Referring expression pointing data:
_ _ _ _ _ _ _

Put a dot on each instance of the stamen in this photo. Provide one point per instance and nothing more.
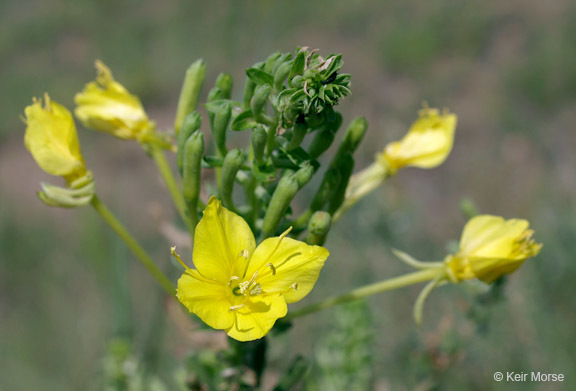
(256, 290)
(280, 238)
(173, 252)
(47, 106)
(243, 287)
(272, 267)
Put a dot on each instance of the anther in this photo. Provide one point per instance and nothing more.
(272, 268)
(256, 290)
(175, 255)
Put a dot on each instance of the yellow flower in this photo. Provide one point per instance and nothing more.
(107, 106)
(426, 145)
(52, 140)
(239, 287)
(491, 247)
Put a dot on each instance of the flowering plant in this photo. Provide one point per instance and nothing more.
(252, 254)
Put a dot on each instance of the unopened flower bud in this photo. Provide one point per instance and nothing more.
(191, 88)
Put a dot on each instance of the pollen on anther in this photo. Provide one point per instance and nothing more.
(273, 268)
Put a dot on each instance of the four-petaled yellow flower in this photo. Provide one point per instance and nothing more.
(107, 106)
(426, 145)
(491, 247)
(239, 287)
(52, 140)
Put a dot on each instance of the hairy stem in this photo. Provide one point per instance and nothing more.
(133, 245)
(369, 290)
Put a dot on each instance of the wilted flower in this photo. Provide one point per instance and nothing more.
(491, 247)
(426, 145)
(52, 140)
(239, 287)
(107, 106)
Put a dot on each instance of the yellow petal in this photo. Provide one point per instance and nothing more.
(207, 299)
(282, 263)
(107, 106)
(52, 140)
(223, 241)
(490, 269)
(489, 236)
(257, 317)
(426, 145)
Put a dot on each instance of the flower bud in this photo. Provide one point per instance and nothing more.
(287, 188)
(220, 126)
(354, 135)
(249, 87)
(191, 88)
(426, 145)
(259, 99)
(225, 82)
(491, 247)
(318, 228)
(191, 171)
(191, 124)
(105, 105)
(282, 73)
(232, 163)
(52, 140)
(258, 140)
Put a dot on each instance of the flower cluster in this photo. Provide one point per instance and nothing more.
(246, 267)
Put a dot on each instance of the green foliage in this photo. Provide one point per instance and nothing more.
(344, 357)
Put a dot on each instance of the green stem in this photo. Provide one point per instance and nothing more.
(369, 290)
(166, 172)
(133, 245)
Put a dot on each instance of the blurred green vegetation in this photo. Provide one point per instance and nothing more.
(68, 287)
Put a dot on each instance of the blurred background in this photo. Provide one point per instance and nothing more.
(68, 287)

_ _ _ _ _ _ _

* [TASK ITEM]
Exactly the lines from the one holding "Put a dot on each instance of the green foliage" through the end of the data are to be repeated, with both ends included.

* [WRITTEN REPLY]
Put a dot on each instance of the green foliage in this photo. Provide one point per instance and nothing more.
(344, 357)
Put a dot on each instance of the green stem in this photo. Provide one point per instance and nothing more.
(369, 290)
(166, 172)
(133, 245)
Put a dot on each instance of the blurred green vegetation in this photo. Provide one point per instance and nothing more.
(68, 287)
Put a dot on each instance of the blurred background in this photo. Provide one point per instance and nothing more.
(68, 287)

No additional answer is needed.